====== Rows ======

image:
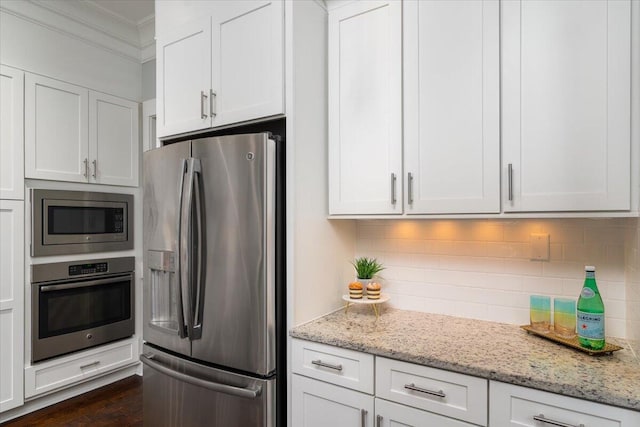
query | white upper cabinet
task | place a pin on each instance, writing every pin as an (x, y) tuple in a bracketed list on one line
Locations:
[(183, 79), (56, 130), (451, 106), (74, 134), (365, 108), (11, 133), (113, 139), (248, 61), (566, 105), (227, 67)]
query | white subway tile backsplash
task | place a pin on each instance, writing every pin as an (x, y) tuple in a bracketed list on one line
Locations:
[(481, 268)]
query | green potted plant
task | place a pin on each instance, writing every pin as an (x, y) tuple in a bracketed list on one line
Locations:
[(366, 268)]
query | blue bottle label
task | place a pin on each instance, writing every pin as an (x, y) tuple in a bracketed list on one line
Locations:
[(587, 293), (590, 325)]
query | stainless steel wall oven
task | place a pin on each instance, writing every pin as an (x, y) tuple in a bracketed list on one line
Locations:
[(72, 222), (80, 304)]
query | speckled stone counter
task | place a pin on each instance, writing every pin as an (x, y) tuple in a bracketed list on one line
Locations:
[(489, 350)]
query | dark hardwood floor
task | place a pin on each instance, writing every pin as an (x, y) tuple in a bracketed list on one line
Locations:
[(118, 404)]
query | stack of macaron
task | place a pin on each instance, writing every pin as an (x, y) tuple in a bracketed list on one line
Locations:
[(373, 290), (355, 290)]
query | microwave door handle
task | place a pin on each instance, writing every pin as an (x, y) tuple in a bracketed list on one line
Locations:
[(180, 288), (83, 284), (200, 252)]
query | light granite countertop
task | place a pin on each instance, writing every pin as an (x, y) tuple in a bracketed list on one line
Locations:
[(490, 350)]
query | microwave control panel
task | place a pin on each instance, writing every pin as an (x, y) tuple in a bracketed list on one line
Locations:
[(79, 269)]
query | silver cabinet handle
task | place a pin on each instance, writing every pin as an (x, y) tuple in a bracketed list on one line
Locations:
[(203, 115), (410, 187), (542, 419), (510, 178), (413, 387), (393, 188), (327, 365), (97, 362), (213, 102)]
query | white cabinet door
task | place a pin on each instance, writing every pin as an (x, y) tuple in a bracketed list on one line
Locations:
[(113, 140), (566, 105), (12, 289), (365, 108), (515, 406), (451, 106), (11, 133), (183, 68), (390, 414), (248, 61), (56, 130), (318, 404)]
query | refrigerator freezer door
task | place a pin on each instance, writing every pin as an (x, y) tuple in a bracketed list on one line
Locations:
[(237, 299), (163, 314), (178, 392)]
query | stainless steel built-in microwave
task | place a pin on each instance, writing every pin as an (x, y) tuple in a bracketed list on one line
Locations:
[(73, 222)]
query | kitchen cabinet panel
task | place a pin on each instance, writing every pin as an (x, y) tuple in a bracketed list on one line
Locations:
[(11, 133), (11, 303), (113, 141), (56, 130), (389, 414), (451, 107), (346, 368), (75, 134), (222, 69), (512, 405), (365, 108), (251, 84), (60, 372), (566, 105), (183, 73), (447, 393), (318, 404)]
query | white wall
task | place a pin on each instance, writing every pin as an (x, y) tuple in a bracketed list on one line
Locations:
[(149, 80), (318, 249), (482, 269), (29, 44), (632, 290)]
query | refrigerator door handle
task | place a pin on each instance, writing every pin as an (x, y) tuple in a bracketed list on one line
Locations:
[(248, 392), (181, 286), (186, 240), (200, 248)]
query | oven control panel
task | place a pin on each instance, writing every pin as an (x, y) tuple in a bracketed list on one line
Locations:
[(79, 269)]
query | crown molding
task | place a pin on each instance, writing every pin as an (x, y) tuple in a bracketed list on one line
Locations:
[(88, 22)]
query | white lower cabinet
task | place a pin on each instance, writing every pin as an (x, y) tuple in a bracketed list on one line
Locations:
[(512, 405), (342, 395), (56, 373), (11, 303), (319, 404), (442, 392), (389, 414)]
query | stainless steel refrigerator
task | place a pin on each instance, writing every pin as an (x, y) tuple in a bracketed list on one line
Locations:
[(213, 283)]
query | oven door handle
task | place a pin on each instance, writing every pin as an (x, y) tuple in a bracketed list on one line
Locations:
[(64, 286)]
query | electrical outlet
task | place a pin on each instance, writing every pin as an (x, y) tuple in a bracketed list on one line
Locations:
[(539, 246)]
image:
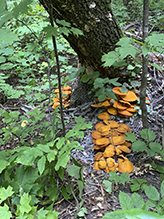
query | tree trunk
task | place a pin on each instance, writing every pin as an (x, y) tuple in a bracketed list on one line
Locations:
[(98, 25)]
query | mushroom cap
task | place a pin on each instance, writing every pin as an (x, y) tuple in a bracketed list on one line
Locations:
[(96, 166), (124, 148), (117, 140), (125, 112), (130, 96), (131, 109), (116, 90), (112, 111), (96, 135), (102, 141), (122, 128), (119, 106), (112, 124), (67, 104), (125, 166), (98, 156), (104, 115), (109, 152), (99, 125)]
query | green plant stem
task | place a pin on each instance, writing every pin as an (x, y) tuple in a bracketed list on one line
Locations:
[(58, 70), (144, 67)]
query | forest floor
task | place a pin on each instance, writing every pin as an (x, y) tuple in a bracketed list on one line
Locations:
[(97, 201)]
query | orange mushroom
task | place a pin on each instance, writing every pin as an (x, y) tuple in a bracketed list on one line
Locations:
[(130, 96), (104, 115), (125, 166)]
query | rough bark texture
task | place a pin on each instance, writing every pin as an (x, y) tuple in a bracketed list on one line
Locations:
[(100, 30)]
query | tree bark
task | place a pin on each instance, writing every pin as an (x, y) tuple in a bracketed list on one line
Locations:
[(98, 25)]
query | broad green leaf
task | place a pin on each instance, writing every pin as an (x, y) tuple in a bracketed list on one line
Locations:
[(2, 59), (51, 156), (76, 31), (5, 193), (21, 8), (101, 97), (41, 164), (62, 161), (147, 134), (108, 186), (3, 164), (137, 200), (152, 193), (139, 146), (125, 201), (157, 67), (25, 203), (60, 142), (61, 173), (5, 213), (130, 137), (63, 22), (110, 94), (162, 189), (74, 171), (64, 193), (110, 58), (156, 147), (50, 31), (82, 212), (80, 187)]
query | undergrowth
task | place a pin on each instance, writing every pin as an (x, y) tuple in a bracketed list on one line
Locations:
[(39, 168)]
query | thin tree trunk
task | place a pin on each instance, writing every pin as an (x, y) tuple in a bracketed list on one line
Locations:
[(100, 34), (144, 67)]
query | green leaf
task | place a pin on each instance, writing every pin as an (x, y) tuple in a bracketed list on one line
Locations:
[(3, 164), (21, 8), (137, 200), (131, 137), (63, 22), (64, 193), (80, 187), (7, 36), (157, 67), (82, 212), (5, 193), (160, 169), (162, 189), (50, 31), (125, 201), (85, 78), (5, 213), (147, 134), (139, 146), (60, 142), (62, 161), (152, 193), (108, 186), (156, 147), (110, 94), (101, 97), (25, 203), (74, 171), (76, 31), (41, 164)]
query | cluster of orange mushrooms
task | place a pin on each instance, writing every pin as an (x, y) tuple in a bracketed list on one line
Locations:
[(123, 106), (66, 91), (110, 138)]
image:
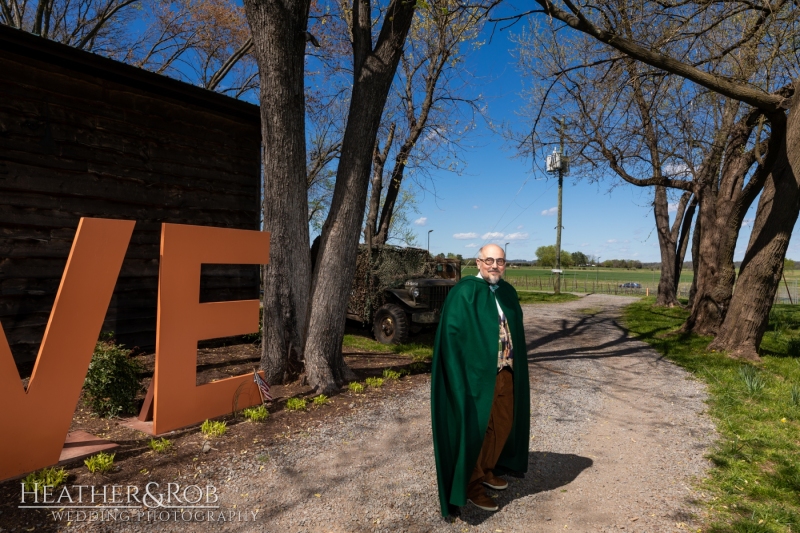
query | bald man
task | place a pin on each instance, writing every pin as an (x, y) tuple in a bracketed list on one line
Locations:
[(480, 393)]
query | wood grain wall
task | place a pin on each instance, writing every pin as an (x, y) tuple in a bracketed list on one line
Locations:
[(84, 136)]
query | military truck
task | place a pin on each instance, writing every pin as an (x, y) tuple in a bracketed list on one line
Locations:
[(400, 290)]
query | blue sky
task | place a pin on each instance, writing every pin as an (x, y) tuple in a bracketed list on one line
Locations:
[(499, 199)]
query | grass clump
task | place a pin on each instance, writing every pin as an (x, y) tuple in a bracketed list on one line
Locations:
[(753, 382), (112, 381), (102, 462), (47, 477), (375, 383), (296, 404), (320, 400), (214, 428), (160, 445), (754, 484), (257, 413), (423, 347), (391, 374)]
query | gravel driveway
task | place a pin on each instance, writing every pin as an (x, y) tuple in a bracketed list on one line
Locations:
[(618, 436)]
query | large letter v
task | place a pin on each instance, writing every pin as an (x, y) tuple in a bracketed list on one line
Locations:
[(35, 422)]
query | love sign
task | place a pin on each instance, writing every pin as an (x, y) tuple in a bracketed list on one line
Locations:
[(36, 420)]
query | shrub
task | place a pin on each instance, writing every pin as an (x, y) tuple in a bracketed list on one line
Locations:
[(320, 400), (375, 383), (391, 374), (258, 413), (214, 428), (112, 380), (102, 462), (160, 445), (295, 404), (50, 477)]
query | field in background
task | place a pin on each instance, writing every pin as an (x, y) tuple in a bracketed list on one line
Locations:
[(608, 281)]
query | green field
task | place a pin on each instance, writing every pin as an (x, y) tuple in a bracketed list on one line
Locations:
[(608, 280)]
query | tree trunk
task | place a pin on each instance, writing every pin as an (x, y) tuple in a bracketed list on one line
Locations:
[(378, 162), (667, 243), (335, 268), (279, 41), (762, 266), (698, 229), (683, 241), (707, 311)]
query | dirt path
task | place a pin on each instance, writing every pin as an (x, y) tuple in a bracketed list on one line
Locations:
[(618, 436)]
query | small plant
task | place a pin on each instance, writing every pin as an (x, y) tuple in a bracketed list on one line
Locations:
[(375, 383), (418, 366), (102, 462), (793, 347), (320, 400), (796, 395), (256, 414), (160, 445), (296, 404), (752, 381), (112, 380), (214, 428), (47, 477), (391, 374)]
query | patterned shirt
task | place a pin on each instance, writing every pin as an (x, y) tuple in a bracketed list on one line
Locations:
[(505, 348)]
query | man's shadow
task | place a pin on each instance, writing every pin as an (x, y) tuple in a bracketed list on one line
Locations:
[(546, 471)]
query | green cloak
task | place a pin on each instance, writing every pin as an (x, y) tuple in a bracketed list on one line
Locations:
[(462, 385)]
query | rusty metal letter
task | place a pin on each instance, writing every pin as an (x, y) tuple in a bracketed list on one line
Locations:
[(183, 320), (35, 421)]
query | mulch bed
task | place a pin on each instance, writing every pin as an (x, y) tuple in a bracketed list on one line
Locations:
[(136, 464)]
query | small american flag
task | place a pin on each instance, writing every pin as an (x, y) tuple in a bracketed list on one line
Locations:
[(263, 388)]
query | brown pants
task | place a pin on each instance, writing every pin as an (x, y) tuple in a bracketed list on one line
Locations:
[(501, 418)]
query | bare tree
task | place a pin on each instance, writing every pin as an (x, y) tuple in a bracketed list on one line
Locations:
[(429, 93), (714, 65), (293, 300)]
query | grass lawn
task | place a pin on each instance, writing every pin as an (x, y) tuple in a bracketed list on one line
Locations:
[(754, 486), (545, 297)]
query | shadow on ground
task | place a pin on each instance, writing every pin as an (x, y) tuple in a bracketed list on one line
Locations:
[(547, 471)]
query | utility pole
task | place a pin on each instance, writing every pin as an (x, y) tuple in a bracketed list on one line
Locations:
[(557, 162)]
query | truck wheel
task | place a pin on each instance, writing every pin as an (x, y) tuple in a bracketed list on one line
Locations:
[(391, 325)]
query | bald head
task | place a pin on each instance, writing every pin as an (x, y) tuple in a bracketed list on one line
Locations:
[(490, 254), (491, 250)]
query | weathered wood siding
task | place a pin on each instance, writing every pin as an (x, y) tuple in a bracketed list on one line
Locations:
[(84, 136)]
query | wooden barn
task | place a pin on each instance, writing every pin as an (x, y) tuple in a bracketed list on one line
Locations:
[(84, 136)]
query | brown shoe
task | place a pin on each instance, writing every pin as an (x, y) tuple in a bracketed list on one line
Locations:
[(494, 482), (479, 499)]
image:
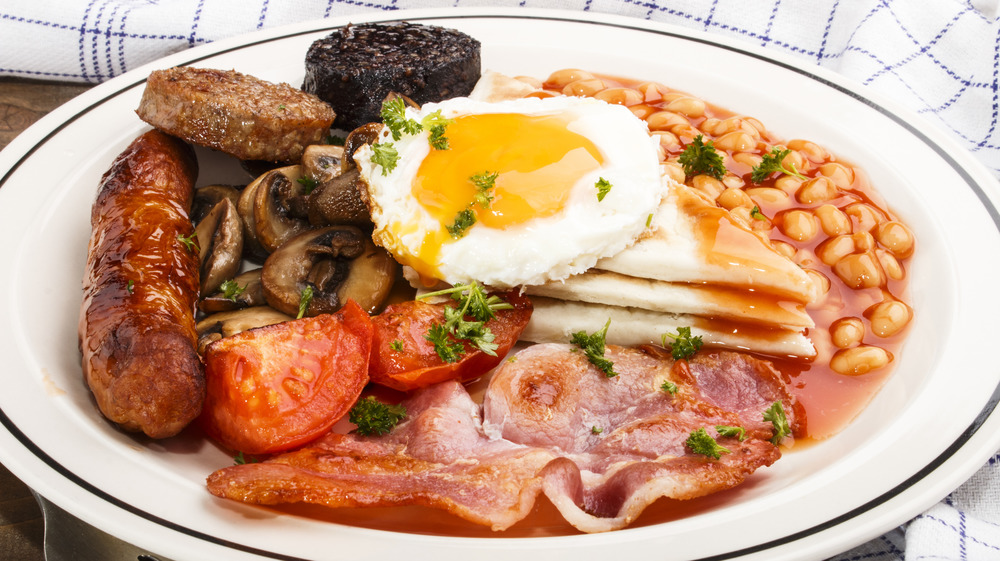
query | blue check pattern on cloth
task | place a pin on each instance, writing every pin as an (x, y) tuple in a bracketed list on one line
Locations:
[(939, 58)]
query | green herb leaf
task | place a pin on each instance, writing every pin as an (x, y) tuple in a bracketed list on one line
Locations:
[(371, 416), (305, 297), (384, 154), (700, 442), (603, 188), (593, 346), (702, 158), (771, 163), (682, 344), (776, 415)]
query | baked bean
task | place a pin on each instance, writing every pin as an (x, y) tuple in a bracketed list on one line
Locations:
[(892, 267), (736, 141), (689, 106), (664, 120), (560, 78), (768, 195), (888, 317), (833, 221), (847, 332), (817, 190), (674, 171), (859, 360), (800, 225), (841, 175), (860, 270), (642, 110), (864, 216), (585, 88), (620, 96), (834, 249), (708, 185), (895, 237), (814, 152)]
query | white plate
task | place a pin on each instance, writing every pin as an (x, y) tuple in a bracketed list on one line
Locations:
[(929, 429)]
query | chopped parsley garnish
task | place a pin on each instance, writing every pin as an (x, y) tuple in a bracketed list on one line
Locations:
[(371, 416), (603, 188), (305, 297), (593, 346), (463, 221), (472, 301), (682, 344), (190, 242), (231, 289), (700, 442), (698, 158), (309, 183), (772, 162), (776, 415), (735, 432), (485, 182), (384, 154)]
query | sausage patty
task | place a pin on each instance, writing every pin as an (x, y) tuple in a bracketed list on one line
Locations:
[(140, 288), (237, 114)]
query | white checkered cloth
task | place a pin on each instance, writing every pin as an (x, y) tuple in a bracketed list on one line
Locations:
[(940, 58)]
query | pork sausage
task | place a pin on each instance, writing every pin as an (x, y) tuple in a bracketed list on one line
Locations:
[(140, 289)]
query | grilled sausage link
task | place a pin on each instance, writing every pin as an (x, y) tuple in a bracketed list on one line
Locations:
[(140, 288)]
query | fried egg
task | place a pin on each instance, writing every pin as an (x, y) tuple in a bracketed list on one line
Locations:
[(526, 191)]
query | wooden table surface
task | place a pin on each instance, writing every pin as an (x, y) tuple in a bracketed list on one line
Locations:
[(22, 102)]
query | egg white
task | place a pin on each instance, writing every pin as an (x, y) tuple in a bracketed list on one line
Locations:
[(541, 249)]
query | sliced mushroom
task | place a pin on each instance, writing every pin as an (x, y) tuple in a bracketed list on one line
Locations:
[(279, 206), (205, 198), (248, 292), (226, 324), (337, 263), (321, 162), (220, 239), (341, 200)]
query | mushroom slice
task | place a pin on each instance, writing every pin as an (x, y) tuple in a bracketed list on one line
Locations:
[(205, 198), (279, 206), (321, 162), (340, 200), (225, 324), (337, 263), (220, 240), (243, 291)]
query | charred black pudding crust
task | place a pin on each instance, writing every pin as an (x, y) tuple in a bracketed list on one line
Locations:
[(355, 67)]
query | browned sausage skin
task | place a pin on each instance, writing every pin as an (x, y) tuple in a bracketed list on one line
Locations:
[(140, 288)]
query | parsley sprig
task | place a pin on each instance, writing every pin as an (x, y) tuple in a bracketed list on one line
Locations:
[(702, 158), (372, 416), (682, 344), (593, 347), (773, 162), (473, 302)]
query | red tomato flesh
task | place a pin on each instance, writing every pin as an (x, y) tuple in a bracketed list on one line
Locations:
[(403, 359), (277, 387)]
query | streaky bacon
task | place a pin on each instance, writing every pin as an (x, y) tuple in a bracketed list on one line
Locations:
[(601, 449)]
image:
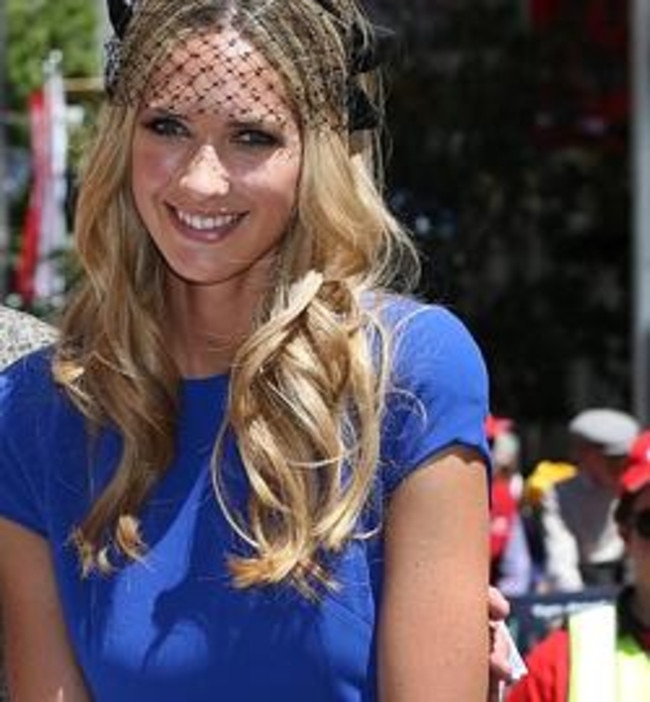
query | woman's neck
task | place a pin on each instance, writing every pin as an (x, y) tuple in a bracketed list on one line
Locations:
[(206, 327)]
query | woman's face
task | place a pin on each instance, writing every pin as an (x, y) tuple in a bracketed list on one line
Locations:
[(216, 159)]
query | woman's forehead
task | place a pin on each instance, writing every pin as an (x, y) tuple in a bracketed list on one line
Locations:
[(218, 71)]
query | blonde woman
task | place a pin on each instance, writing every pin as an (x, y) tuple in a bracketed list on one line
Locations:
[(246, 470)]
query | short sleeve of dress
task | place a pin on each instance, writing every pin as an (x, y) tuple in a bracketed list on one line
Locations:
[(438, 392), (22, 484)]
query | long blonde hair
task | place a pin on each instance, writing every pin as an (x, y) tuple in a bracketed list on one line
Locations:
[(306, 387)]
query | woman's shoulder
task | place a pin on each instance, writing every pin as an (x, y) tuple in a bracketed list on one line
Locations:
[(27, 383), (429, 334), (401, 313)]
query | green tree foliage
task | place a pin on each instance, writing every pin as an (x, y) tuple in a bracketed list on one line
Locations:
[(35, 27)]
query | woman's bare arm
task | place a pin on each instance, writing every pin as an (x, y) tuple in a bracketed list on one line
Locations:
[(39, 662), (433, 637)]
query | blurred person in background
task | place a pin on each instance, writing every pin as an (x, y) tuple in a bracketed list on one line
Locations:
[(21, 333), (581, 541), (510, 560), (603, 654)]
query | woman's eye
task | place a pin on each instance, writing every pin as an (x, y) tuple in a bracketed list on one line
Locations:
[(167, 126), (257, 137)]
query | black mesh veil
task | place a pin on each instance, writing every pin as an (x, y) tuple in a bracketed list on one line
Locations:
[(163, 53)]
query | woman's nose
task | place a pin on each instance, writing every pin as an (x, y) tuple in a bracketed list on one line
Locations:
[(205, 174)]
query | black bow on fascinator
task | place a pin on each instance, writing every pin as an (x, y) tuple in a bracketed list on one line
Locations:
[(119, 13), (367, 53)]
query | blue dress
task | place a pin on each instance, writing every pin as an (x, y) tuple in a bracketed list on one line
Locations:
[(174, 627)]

======

# Aim
Turn the lines starting at the one with "query | pork sausage" and ending at the one with "[(601, 449)]" into a numbered list, leaving out blank lines.

# Answer below
1. query | pork sausage
2. task | place a pin on each instance, writing every pin as an (x, y) tuple in a bracketed list on one line
3. Locations:
4. [(140, 289)]
5. query | grilled sausage link
6. task | place a pin on each instance, writing every pin as an (x, y) tuple in a bracketed list on one line
7. Locations:
8. [(140, 288)]
9. query | fried egg
10. task | place a pin on each instance, writing every pin as an (x, y) tuple in a bracketed list on one line
11. Locations:
12. [(526, 191)]
13. query | wooden table surface
14. task | place a pin on each instance, writing every pin as an (x, y) tuple in a bracketed list on one line
15. Locations:
16. [(22, 102)]
17. query | egg white
18. task | place a pin on each instance, writing every pin as an (x, y) tuple in a bracketed list on one line
19. Locations:
20. [(541, 249)]
21. query | sliced mushroom
22. task | place a pin on each instance, writing every pin as an (x, y) tuple in a bracketed list on one line
23. Locations:
24. [(279, 206), (205, 198), (248, 292), (226, 324), (337, 263), (321, 162), (220, 239), (341, 200)]
25. query | mushroom slice
26. task | place a pin on each instance, writing every pin as an (x, y) tuple in a bracketed list on one line
27. Locations:
28. [(205, 198), (279, 206), (321, 162), (340, 200), (225, 324), (337, 263), (220, 240), (243, 291)]
29. query | charred black pudding crust
30. task | place a pin on each instance, writing every pin as an (x, y) tuple in a bracketed list on one line
31. Locations:
32. [(355, 67)]
33. query | browned sausage skin
34. task | place a pin on each instance, writing every pin as an (x, y) tuple in a bracketed list on one line
35. Locations:
36. [(140, 288)]
37. query | parsley sprig
38. task | place a pin on each instance, writing every pin as an (x, y) tuple in a bracketed list on one line
39. Locations:
40. [(702, 158), (372, 416), (682, 344), (593, 347), (773, 162), (473, 302)]
41. query | red tomato flesh
42. task | place a pin on each instance, writing every pin as an (x, y) tuple in a bracketed list on one line
43. Locations:
44. [(403, 359), (277, 387)]
45. query | streaky bacon
46. task | place a pin on each instance, writing every pin as an (x, y) tuple in a bracketed list on one line
47. Locations:
48. [(601, 449)]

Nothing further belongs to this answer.